** Begin SELECTED EXCERPT **

Michael and I give 10% of our income  for yet another reason. We don’t want money to control us. We don’t want to hold so tightly onto our “hard-earned money” that it starts to define us. And we believe that by keeping an open hand on our money, we will grow, learn, and change into the people we were created to be. Do you know people who can never have enough? Who are always complaining about money no matter how much they have? Risking that type of attitude is not an option as far as we are concerned.

The Bible says the love of money is the root of all evil. It doesn’t say money is the root of all evil (so you can be rich and rest easy)…but the love of money leads to evil. It also doesn’t say the love of sex is the root of all evil. There is something powerful in what we spend our money on–it shows where our hearts are.

Can I be honest? I love nice things. I love designer jeans. I would love to go to fancy dinners often and sip overpriced cocktails. It is really hard for me to not compare myself to others who have more (see Are You Satisfied | Dream Houses, Dream Spouses). I’m guessing many of you can relate.

** End SELECTED EXCERPT **
** Begin GIVEN INFORMATION **

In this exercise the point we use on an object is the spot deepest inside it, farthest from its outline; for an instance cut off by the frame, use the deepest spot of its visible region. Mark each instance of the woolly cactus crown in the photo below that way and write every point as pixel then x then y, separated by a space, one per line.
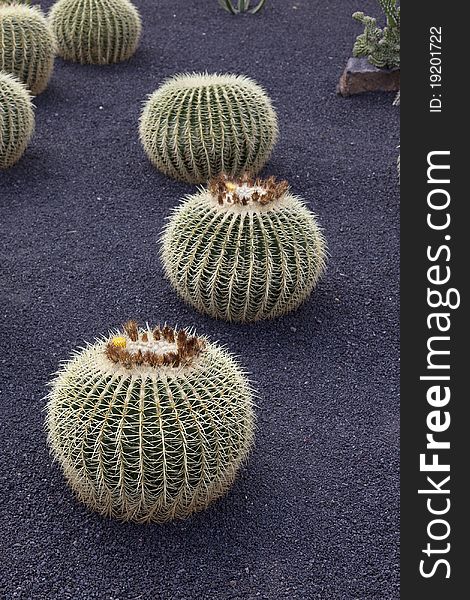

** End GIVEN INFORMATION **

**WRITTEN INSTRUCTION 1**:
Answer these questions about the passage on money and giving:
(a) What share of their income do Michael and the writer give?
(b) According to the Bible, as the passage quotes it, what is the root of all evil?
(c) What item of clothing does the writer say they love?
**WRITTEN INSTRUCTION 2**:
Write what comes next in the passage on money and giving, picking up after its final sentence.

**EXERCISE ANSWER 1**:
(a) 10%
(b) The love of money
(c) Designer jeans

**EXERCISE ANSWER 2**:
Michael and I still occasionally argue about money and the first two months were hard trying to make ends meet. (Hear me that we are far from perfect). However, we believe that by starting our marriage with giving, serving, and loving hands–we won’t be as susceptible down the road. We won’t risk missing the important things in life because we’re so focused on our growing or diminishing bank account.

Why give generously? Because nothing you can buy or no amount in your savings account can beat getting a letter from a child you’ve sent to school in a country you can’t pronounce. Because you want your character to define you, not your paycheck or your 401K.

Remember in the movie The Blind Side–the story of an upper class white family who adopts a high school age orphan? One scene,Sandra Bullock is at a country club luncheon and a group of women in pearls tell her, “You are changing that boy’s life.”

She looks back at them shakes her head, and calmly responds. “No. He’s changing mine.”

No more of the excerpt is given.